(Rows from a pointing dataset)

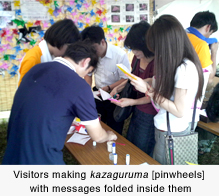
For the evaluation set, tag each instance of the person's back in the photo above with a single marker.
(50, 96)
(55, 42)
(107, 75)
(212, 108)
(38, 136)
(202, 25)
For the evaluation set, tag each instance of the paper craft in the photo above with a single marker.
(79, 138)
(104, 94)
(124, 69)
(71, 130)
(96, 93)
(107, 96)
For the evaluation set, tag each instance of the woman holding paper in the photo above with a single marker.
(141, 128)
(177, 82)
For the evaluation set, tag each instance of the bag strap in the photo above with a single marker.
(169, 134)
(193, 120)
(135, 65)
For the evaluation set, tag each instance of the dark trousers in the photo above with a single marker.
(106, 109)
(141, 131)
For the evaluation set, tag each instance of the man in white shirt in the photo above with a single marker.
(107, 75)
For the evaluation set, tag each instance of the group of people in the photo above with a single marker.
(56, 79)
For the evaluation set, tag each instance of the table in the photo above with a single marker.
(211, 127)
(98, 155)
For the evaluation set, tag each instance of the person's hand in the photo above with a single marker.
(111, 136)
(214, 47)
(124, 102)
(105, 88)
(114, 92)
(139, 84)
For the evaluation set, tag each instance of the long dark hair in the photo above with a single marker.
(170, 44)
(135, 39)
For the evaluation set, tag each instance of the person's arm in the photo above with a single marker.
(124, 102)
(98, 134)
(214, 49)
(176, 107)
(112, 86)
(26, 64)
(88, 79)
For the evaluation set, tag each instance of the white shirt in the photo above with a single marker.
(107, 72)
(186, 78)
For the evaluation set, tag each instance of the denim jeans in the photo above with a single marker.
(141, 131)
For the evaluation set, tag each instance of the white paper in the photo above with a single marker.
(96, 93)
(71, 130)
(104, 94)
(79, 138)
(203, 112)
(33, 10)
(123, 12)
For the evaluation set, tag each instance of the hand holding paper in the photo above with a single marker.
(107, 96)
(124, 69)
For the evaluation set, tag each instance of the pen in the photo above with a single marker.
(120, 143)
(114, 96)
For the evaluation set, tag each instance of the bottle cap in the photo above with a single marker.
(115, 157)
(114, 148)
(127, 159)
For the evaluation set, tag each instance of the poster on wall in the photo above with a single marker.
(7, 13)
(123, 12)
(33, 10)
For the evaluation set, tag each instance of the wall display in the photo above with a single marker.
(40, 12)
(122, 12)
(6, 13)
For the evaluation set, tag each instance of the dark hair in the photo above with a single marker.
(61, 33)
(170, 44)
(135, 39)
(94, 33)
(212, 108)
(81, 50)
(204, 18)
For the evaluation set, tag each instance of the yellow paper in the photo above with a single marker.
(122, 68)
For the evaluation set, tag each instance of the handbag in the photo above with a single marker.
(182, 149)
(120, 114)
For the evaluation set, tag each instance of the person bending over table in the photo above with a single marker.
(141, 127)
(107, 75)
(176, 82)
(49, 97)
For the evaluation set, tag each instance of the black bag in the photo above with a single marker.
(120, 114)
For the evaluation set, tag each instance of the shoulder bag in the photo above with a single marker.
(182, 149)
(120, 114)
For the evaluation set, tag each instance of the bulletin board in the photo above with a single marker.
(24, 22)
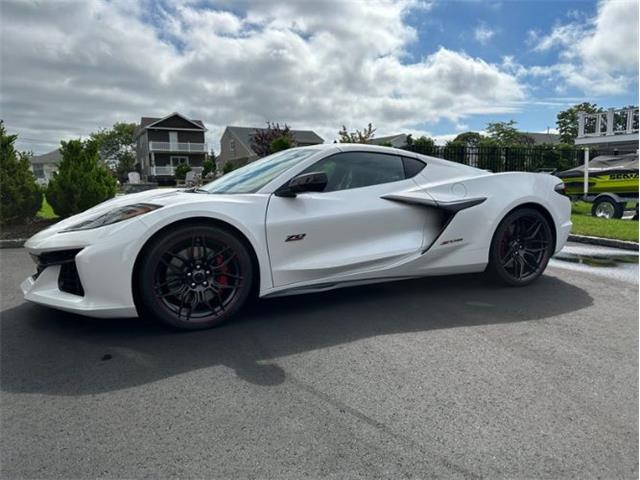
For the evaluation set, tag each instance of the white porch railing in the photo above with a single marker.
(177, 147)
(163, 170)
(611, 122)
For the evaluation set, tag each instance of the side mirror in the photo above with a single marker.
(306, 182)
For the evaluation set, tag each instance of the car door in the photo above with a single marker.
(347, 228)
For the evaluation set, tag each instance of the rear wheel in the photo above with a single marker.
(196, 276)
(521, 247)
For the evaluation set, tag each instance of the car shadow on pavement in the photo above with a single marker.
(51, 352)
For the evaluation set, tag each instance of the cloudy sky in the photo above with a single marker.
(69, 67)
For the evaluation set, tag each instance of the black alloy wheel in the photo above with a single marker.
(521, 247)
(195, 277)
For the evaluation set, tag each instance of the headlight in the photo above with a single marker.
(114, 216)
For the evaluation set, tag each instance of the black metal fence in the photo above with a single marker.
(519, 159)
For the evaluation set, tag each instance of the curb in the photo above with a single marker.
(12, 243)
(605, 242)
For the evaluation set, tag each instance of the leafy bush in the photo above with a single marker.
(82, 181)
(207, 167)
(20, 196)
(181, 171)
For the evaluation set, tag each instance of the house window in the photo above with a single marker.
(177, 160)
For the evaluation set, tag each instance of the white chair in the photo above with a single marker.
(134, 178)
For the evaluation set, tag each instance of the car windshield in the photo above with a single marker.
(254, 176)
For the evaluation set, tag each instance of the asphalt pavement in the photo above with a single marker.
(449, 377)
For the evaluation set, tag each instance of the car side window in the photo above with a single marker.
(412, 166)
(359, 169)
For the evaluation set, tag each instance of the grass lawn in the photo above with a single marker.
(585, 224)
(46, 211)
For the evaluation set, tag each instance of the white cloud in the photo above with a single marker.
(598, 55)
(71, 67)
(483, 34)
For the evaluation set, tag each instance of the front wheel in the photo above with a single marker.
(521, 247)
(196, 276)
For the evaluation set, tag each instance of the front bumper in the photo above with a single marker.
(104, 262)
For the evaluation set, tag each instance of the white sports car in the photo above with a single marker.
(303, 220)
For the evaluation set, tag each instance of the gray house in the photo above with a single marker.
(235, 144)
(45, 165)
(164, 143)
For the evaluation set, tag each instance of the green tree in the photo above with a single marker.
(281, 143)
(81, 181)
(364, 136)
(567, 120)
(116, 147)
(423, 145)
(469, 139)
(490, 155)
(207, 167)
(20, 196)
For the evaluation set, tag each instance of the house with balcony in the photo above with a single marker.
(235, 144)
(164, 143)
(610, 132)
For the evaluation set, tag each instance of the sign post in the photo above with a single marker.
(586, 173)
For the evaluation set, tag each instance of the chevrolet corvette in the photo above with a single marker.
(302, 220)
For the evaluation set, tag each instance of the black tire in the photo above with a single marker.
(196, 276)
(607, 207)
(521, 247)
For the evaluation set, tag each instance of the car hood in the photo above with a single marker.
(161, 196)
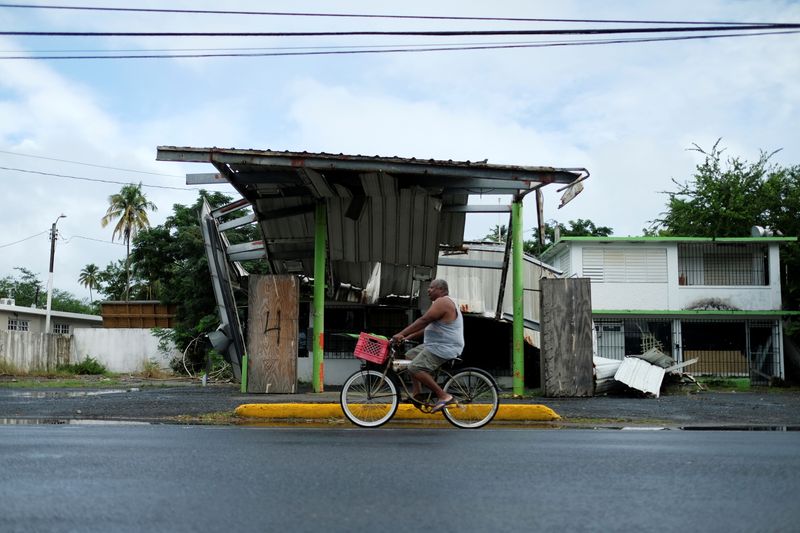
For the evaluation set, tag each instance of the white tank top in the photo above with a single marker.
(446, 339)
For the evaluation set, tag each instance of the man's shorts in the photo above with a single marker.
(422, 359)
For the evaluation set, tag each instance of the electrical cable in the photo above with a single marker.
(23, 240)
(443, 48)
(67, 240)
(98, 179)
(410, 33)
(351, 15)
(88, 164)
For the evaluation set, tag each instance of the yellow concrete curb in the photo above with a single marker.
(317, 411)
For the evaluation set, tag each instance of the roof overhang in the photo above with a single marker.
(388, 210)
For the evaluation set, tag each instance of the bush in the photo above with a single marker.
(88, 367)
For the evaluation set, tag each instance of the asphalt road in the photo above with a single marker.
(142, 401)
(222, 478)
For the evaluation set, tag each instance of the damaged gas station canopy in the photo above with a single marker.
(391, 211)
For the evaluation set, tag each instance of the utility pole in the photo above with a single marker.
(53, 234)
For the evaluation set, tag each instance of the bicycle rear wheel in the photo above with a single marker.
(369, 399)
(477, 400)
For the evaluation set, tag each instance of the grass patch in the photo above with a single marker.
(508, 394)
(223, 418)
(152, 370)
(58, 383)
(88, 367)
(719, 384)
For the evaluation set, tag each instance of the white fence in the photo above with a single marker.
(119, 350)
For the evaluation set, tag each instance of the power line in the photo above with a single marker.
(409, 33)
(66, 241)
(97, 179)
(437, 48)
(88, 164)
(23, 240)
(354, 15)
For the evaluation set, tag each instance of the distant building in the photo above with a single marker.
(714, 300)
(18, 318)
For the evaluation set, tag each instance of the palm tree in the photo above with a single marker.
(130, 206)
(88, 278)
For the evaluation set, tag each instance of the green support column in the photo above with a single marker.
(518, 291)
(320, 252)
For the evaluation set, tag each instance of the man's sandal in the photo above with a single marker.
(441, 404)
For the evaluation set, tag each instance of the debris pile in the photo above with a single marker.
(644, 372)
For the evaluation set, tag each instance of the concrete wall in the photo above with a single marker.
(670, 295)
(31, 352)
(120, 350)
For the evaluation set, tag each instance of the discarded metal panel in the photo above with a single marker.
(640, 375)
(604, 371)
(223, 290)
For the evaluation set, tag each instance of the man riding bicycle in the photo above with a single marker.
(443, 329)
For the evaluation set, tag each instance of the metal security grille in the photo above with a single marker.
(618, 338)
(717, 264)
(725, 348)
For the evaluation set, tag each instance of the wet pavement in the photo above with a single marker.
(185, 401)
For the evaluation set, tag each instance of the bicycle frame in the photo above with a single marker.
(441, 375)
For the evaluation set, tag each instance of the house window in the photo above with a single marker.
(625, 265)
(16, 324)
(723, 264)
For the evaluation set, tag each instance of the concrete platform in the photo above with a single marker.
(327, 411)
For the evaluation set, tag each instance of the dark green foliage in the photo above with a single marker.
(727, 198)
(169, 262)
(25, 288)
(88, 367)
(577, 228)
(28, 290)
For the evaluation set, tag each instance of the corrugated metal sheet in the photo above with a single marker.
(477, 289)
(390, 210)
(641, 375)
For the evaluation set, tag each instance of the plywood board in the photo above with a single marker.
(566, 327)
(273, 303)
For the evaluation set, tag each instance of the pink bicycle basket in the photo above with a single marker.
(371, 348)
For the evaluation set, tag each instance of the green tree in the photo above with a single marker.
(27, 291)
(170, 261)
(727, 197)
(724, 198)
(25, 288)
(129, 207)
(88, 278)
(113, 281)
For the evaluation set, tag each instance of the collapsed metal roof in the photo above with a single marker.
(391, 211)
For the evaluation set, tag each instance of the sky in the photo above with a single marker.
(73, 131)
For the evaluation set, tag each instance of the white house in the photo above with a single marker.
(19, 318)
(717, 300)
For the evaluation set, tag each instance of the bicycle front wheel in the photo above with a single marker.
(477, 400)
(368, 398)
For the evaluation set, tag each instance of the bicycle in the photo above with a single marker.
(370, 396)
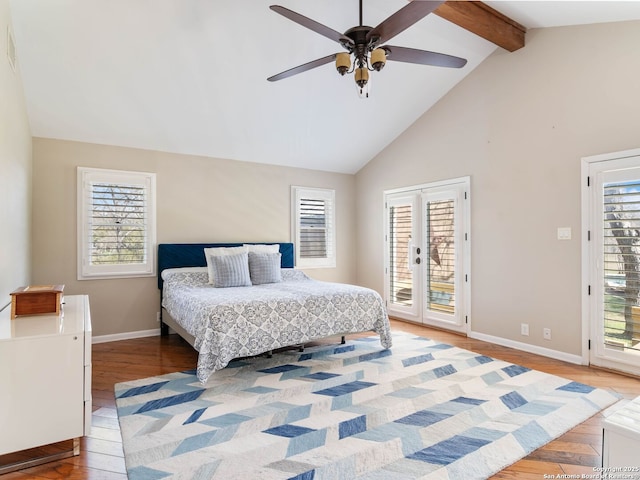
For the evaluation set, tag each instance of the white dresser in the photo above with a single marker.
(45, 377)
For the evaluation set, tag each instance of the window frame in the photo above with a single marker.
(324, 194)
(87, 176)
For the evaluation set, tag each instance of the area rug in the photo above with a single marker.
(421, 409)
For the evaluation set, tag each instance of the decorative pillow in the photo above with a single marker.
(217, 251)
(265, 268)
(230, 270)
(262, 248)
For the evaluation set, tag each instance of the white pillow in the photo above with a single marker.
(262, 248)
(217, 251)
(231, 270)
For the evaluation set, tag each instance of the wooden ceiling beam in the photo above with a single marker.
(485, 22)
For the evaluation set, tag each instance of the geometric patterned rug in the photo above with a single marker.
(421, 409)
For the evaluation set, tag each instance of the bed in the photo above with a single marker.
(227, 323)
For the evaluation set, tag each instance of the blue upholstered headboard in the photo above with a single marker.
(176, 255)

§ **TASK BRIEF**
Return the lines above, from the one containing "For the evaluation set, tag each instance of the decorative" to the end, exactly as they stand.

§ **RESULT**
For the evaluation set, tag each instance of the decorative pillow in the photo above with a single marker.
(217, 251)
(265, 268)
(230, 270)
(262, 248)
For the evaluation set, tag each instance of the white pillow in the photo above with a single marker.
(262, 248)
(217, 251)
(231, 270)
For the evaluation set, tag each instance of the wooden ceiling beam in the photo above with a single marker.
(485, 22)
For the evaluation set, tag each instance of the geometric patterned rug in the photo above with a single marker.
(421, 409)
For the evaluation set, tag each instance of the bed in the photo above with a single marker.
(227, 323)
For the evaluation set, tag each instance of the blue upholstered headboard in the photo above with a single marker.
(176, 255)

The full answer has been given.